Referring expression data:
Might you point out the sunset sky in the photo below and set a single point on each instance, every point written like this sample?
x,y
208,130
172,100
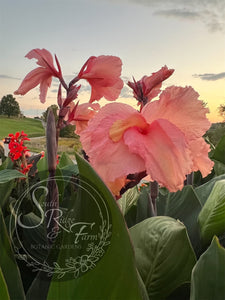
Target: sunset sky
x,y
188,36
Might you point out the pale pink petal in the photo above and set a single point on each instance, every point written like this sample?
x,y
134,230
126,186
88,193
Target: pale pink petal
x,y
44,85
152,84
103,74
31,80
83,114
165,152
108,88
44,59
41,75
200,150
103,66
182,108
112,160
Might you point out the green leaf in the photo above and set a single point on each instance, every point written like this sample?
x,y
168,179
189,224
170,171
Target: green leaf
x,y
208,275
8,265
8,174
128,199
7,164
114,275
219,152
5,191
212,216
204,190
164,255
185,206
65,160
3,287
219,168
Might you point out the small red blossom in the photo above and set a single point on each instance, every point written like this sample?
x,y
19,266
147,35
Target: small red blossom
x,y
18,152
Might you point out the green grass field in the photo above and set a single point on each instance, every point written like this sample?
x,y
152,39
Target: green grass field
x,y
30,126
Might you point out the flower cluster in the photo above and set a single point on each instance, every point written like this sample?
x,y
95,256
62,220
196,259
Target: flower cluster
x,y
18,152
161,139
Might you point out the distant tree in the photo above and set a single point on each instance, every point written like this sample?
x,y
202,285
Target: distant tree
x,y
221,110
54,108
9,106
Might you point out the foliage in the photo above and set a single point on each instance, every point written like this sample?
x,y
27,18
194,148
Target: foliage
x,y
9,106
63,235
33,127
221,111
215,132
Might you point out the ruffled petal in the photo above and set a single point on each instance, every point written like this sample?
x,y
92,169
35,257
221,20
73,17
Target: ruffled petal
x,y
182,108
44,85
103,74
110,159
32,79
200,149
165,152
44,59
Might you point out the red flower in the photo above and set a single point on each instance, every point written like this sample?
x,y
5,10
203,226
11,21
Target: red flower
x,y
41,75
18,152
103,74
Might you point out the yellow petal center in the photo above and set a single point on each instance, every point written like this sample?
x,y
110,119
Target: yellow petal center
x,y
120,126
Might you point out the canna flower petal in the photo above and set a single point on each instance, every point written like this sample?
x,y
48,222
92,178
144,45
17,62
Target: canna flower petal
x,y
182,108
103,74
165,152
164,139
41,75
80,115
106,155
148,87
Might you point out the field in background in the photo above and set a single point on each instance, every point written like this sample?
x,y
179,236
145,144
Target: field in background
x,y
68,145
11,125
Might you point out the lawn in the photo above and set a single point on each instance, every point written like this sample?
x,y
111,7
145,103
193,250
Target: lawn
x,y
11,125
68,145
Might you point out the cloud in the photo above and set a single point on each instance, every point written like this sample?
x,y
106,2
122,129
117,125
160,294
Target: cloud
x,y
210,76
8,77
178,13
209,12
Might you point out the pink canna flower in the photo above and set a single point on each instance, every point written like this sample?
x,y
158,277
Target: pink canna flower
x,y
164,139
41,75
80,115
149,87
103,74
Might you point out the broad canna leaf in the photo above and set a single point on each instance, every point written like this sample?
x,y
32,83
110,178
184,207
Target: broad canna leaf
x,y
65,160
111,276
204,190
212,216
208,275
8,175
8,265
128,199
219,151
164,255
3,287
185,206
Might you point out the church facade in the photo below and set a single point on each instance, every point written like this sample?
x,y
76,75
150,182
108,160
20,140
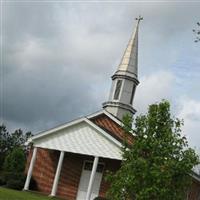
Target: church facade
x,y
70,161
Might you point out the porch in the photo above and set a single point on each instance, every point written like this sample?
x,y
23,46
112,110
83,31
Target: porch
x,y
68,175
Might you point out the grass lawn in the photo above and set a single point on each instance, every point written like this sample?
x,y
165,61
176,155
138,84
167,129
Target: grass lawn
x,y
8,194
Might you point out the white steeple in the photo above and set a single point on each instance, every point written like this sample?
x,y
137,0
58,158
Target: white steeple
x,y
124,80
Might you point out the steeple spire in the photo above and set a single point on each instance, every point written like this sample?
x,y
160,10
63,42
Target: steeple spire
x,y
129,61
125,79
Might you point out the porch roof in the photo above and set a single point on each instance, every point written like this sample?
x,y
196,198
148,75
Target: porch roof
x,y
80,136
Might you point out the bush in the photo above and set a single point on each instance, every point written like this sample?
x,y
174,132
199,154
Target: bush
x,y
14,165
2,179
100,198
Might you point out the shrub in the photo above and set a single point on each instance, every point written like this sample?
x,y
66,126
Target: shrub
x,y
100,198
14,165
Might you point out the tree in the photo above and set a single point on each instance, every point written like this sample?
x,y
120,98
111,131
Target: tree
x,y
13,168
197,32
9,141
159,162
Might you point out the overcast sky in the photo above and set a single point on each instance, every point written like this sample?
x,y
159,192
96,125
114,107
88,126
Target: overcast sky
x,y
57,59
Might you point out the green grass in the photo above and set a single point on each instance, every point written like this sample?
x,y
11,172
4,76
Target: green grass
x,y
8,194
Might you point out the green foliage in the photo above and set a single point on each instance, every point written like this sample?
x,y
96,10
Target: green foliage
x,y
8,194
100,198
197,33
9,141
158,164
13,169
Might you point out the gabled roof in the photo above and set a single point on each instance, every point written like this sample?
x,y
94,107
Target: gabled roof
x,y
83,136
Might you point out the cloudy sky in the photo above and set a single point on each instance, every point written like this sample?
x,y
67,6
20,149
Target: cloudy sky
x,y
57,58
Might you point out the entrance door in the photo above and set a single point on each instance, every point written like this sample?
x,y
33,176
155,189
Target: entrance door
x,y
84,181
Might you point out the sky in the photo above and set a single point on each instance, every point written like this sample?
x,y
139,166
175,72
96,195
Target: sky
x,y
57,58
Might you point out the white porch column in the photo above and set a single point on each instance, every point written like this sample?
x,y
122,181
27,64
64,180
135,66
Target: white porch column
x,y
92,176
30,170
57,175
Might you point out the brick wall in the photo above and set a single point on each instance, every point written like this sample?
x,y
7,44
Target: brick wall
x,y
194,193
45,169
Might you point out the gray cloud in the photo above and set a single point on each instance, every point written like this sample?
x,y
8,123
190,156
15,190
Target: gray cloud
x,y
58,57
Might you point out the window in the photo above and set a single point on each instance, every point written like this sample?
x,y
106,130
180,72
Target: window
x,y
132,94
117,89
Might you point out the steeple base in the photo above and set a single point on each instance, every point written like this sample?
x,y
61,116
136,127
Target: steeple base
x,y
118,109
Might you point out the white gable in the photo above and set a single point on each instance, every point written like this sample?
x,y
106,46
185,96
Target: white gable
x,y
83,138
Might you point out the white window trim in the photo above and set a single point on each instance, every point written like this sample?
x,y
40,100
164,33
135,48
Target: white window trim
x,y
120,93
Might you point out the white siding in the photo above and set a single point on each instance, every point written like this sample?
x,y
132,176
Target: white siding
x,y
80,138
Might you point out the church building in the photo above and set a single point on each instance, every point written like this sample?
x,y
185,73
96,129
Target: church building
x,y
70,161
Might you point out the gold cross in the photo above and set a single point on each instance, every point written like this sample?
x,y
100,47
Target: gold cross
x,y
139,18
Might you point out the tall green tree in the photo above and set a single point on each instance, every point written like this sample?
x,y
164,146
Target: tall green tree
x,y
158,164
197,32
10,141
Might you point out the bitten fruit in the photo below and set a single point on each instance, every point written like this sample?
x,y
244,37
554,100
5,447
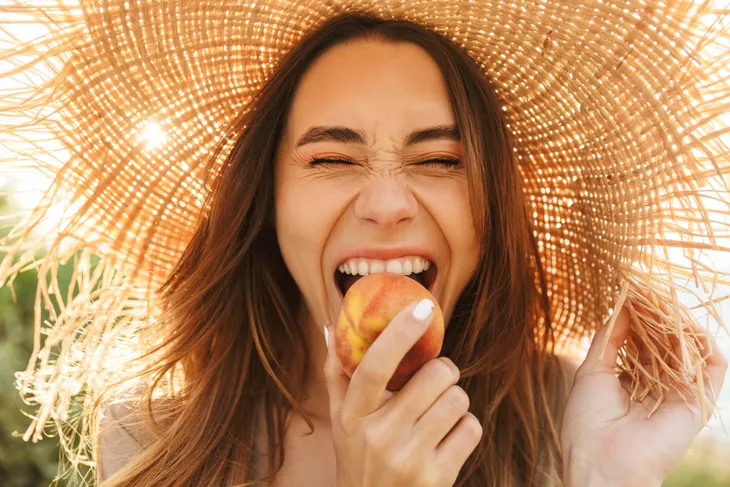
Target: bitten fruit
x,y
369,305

### Work instruction
Pictures stay out; the data above is to be returned exactly.

### Response to the task
Might you point out the sunset sky in the photo below and set a single point on each instance, every point written like this sample?
x,y
208,130
172,100
Target: sunset sky
x,y
188,36
Might you point out the pale pink petal in the photo above and set a single point on each instance, every point written like this sample?
x,y
134,230
126,186
88,193
Target: pale pink petal
x,y
44,85
152,84
103,74
31,80
83,114
165,152
108,88
44,59
41,75
200,150
103,66
182,108
112,160
Might you point out the green leaf in the photo above and set a single point on each instance, every point written like this sample?
x,y
168,179
189,224
170,171
Target: green leaf
x,y
208,275
8,265
8,174
128,199
7,164
114,275
219,152
5,191
212,216
204,190
164,255
185,206
65,160
3,287
219,168
Might you point out the small red blossom in the photo above and set a single point on each instance, every point written like this sample?
x,y
19,266
147,35
Target: small red blossom
x,y
18,152
Might you point out the green grass field in the photo above and set a single point on each instance, every point written like this sample?
x,y
152,39
Target: green grass field
x,y
30,126
Might you point out the flower cluster in the photo above and set a single point on each instance, every point written like this sample?
x,y
95,256
62,220
196,259
Target: flower cluster
x,y
18,152
161,139
Might you point out the distant tree in the photo above and set a single point on each instance, every point written like this sample?
x,y
202,285
Target: distant tree
x,y
221,110
54,108
9,106
Might you point out the foliage in the photo above and set a single point on each instance, every point written like this sample?
x,y
27,18
194,148
Target: foliage
x,y
9,106
63,235
33,127
221,111
215,132
Might you point out the ruffled petal in the photo above and set a single point on each instance, every point written like this sample?
x,y
92,169
35,257
221,20
73,17
Target: ruffled petal
x,y
182,108
44,85
103,74
110,159
32,79
200,149
165,152
44,59
Might you point out the red flower in the photo above and set a single point on each instance, every point written like this sample?
x,y
5,10
203,226
11,21
Target: red flower
x,y
41,75
18,152
103,74
Might you point out the yellow petal center in the photo above and set a single point on each instance, every point written like this sample?
x,y
110,119
Target: yellow petal center
x,y
120,126
Might you point out the canna flower petal in the photo above and set a single point on each instance, every point written like this sample?
x,y
48,222
92,178
144,45
17,62
Target: canna flower petal
x,y
182,108
103,74
165,152
164,139
41,75
80,115
106,155
148,87
Might you point out the field in background in the photo above and set a single point on each instance, every point written like this sample?
x,y
179,236
145,144
Target: field in background
x,y
68,145
11,125
Might you point out the lawn in the photo above and set a single point on each instance, every point written like this sample?
x,y
111,7
145,103
193,250
Target: lawn
x,y
11,125
68,145
Might you point out the cloud in the photo above and set a single point on each instance, every point written like this sample?
x,y
106,2
122,129
117,125
160,294
Target: cloud
x,y
210,76
8,77
178,13
209,12
Might you point out the pink canna flower in the photo above and set a single point on each instance, every point written like this sample?
x,y
158,277
Target: pink canna flower
x,y
164,139
41,75
80,115
149,87
103,74
Might you point out the broad canna leaf in the photo above and set a single point on each instance, every point written like this sample?
x,y
32,83
110,178
184,207
Target: broad canna leaf
x,y
65,160
111,276
204,190
212,216
208,275
8,175
8,265
128,199
219,151
164,255
3,287
185,206
Might you point out the church facade in the photo below and set a single point on each instance, every point written like this sample?
x,y
76,75
150,182
108,160
20,140
Target: church facade
x,y
70,161
Might you point out the porch in the photo above and set a single point on each instance, every point written like this sample?
x,y
23,46
112,110
83,31
Target: porch
x,y
68,175
Might you point out the grass lawn in the photo above and set a single point on each instance, every point written like this sample?
x,y
165,61
176,155
138,84
167,129
Target: grass lawn
x,y
8,194
Might you point out the white steeple in the photo above and set a single point on each instance, every point written like this sample?
x,y
137,0
58,158
Target: white steeple
x,y
124,80
Might you point out the steeple spire in the photo above and set a single point on each instance, every point written like this sample?
x,y
160,10
63,42
Target: steeple spire
x,y
129,61
125,79
Might you point out the porch roof in the photo above and set a single point on each instance, every point written like this sample?
x,y
196,198
148,75
Target: porch roof
x,y
80,136
Might you point out the bush in the photo above and set a single point on each instance, every point written like this sample?
x,y
174,132
199,154
Target: bush
x,y
14,165
2,179
100,198
Might you point out the shrub in the photo above and set a single point on each instance, every point written like this sample?
x,y
66,126
Target: shrub
x,y
100,198
14,165
Might you point out the tree in the photo above and set a single point on each instance, every point written like this sample?
x,y
120,98
111,131
Target: tree
x,y
13,168
197,32
9,141
159,162
Might you point out the overcast sky in the photo above and set a single point on each instance, every point written like this sample?
x,y
159,192
96,125
114,107
88,126
Target: overcast sky
x,y
57,59
Might you point out the green grass in the photo above and set a single point on each instance, every point written like this sample?
x,y
11,172
4,76
Target: green grass
x,y
8,194
Might you point out the green foliage in the photo above and set a single point on each instance, every point written like this sample?
x,y
96,10
Target: green foliage
x,y
8,194
100,198
197,33
9,141
158,164
13,169
Might you point out the gabled roof in the photo above and set a single point on each instance, every point written like this sample?
x,y
94,107
Target: gabled roof
x,y
83,136
Might you point out the cloudy sky in the photo above and set a single point on each instance, every point written like this sample?
x,y
67,6
20,149
Target: cloudy sky
x,y
57,58
Might you point out the entrance door in the photo above and set a single point on each instance, every point written like this sample?
x,y
33,176
155,189
Target: entrance door
x,y
84,181
Might you point out the sky in the photo above and set a single point on each instance, every point written like this sample?
x,y
139,166
175,72
96,195
Target: sky
x,y
57,58
Might you point out the white porch column in the photo above and set a single point on each instance, every point written like this sample?
x,y
122,181
27,64
64,180
135,66
Target: white porch column
x,y
92,176
30,170
57,175
Might you point out the brick wall in the photo above and set a single point on each instance, every point written like this sample?
x,y
7,44
Target: brick wall
x,y
194,193
45,169
Might you point out the gray cloud in the photo above and set a single point on each instance, every point written like this sample?
x,y
8,123
190,156
15,190
Target: gray cloud
x,y
58,57
Might you point out the window in the photo above and set a single point on each instance, every point written like this sample?
x,y
106,130
180,72
Target: window
x,y
132,94
117,89
Might you point out the steeple base in the photo above and set a single point on each instance, every point written like this sample?
x,y
61,116
136,127
Target: steeple base
x,y
118,109
Might you point out the white gable in the photo above and set a single point on each instance, every point written like this sample?
x,y
106,46
185,96
Target: white gable
x,y
83,138
Might you point out the white window trim in the photo above and set a single point on each instance, every point written like this sample?
x,y
40,100
164,33
135,48
Target: white window trim
x,y
120,93
Might you point out the white siding in the photo above and set a single point on each instance, every point written like this sample?
x,y
132,176
Target: white siding
x,y
80,138
Might you point out the church building in the photo above and set a single point on each instance, every point written like this sample?
x,y
185,73
96,129
Target: church building
x,y
70,161
Might you point out the gold cross in the photo above and set a single point on each instance, every point written like this sample?
x,y
100,47
Target: gold cross
x,y
139,18
Might you point out the tall green tree in the photo above and set a single point on each instance, every point written like this sample?
x,y
164,146
Target: tall green tree
x,y
158,164
197,32
10,141
Might you point out the bitten fruit in the photo below and set a single point on each instance, every point written like this sample?
x,y
244,37
554,100
5,447
Target: bitten fruit
x,y
369,305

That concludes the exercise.